→ Supplied data
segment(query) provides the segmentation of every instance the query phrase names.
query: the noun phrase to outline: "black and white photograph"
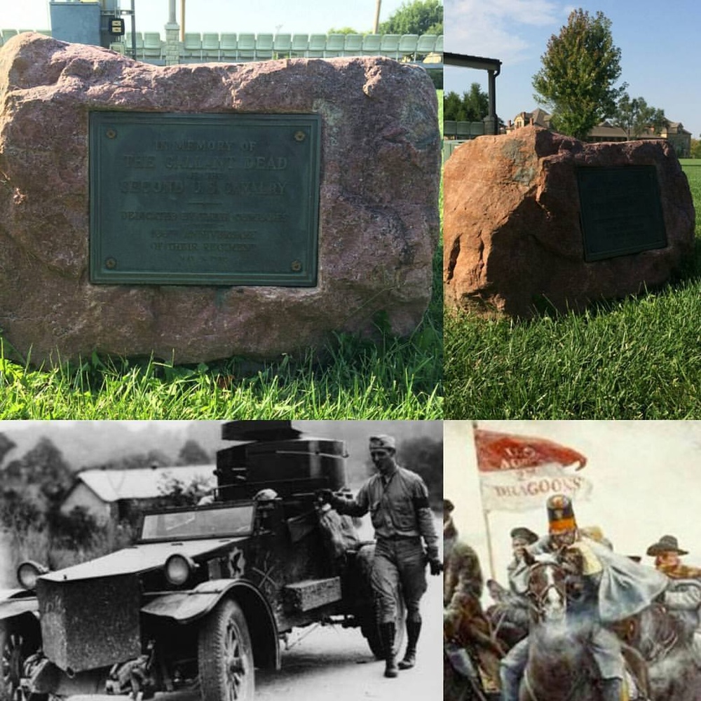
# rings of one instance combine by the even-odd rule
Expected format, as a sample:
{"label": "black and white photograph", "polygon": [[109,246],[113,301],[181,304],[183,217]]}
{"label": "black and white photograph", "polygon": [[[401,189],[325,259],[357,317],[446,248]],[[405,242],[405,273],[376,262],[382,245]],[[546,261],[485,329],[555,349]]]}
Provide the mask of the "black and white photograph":
{"label": "black and white photograph", "polygon": [[2,697],[437,698],[440,421],[6,421]]}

→ Task
Render each line of the rows above as a numbered list, omitting blank lines and leaving out the pictures.

→ Solution for this problem
1. segment(query) provides the segmentation of every instance the query phrase names.
2. query: the noun phrase to outline: "black and white photograph"
3. # rings of one instance combine by the even-odd rule
4. Expected format, as a sample:
5. {"label": "black and white photograph", "polygon": [[109,246],[113,301],[181,304],[183,217]]}
6. {"label": "black and white photograph", "polygon": [[[401,189],[325,259],[357,317],[446,248]],[[405,242],[405,273],[376,262],[382,245]],[[546,261],[485,329],[555,349]]]}
7. Provide the mask of the "black and white photograph":
8. {"label": "black and white photograph", "polygon": [[2,697],[437,698],[440,421],[6,421]]}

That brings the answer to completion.